Region labeling records
+ + + +

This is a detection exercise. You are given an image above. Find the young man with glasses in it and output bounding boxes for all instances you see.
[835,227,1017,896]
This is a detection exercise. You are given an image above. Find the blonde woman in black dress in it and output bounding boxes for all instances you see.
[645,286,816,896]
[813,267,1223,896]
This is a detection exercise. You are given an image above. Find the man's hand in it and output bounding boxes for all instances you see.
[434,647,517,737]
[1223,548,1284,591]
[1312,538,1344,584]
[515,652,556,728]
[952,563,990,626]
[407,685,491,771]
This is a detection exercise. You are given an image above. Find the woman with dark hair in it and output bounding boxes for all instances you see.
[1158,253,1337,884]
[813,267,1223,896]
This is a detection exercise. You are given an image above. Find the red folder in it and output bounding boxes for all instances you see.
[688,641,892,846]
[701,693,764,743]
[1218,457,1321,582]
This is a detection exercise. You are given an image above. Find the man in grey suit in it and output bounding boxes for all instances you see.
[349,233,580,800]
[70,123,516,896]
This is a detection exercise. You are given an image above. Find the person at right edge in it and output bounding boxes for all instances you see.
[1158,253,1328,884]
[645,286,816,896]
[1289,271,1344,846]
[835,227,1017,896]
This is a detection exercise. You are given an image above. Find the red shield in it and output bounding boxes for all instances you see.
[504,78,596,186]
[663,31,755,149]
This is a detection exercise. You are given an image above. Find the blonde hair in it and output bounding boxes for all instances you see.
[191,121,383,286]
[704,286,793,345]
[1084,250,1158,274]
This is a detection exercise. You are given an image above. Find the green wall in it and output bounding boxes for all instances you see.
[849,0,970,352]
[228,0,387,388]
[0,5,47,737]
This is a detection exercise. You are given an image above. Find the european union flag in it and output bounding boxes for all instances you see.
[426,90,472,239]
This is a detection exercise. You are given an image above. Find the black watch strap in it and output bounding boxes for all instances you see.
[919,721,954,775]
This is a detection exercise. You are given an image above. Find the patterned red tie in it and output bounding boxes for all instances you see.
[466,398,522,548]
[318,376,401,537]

+ + + +

▶ _Goal_:
Render the lines of the data above as a JSON list of strings, one string per line and blank lines omitted, starting with the line that contains "the red folder" and ending with the line that contains "[919,721,954,775]", both included.

▶ _Exercise result_:
[
  "This is a detection exercise. You are given an image above. Find the red folder in it and output bounding boxes for all instances you see.",
  "[688,641,892,846]",
  "[701,693,764,743]",
  "[1218,457,1321,582]",
  "This is a detection exercise. You are given an image above. Find the man in grey suit in it and output bounding boxes for all instances you see.",
  "[349,233,580,800]",
  "[70,123,516,896]",
  "This is a detection exercise. You are given an image above. Find the person at right edge in it and output bounding boxes for all instances you see.",
  "[1158,253,1328,884]",
  "[645,286,816,896]",
  "[1289,271,1344,846]",
  "[835,227,1017,896]",
  "This is a detection exercise. You are given an image above. Find the red shield in it and output bounding boxes for all instances you see.",
  "[504,78,596,186]",
  "[663,31,755,149]",
  "This is a detection exercise. You are given an image above. Find the blonde hair in it and output bounding boxes for all instances you see.",
  "[191,121,383,286]",
  "[704,286,793,345]",
  "[1084,250,1158,274]",
  "This is a detection exercise. You are given an image above. Find the green wall in it and output bounding boxes for all instances you see.",
  "[849,0,970,352]",
  "[228,0,387,388]",
  "[0,5,47,737]",
  "This is a detection exercise. You are given an image above. Find the european union flag in it and output bounding boxes for all instances you see.",
  "[426,90,472,239]",
  "This is a detection exercise. You are given an image above. Find the black watch strap in it and output bounding boxes for all instances you see.",
  "[919,721,954,775]"
]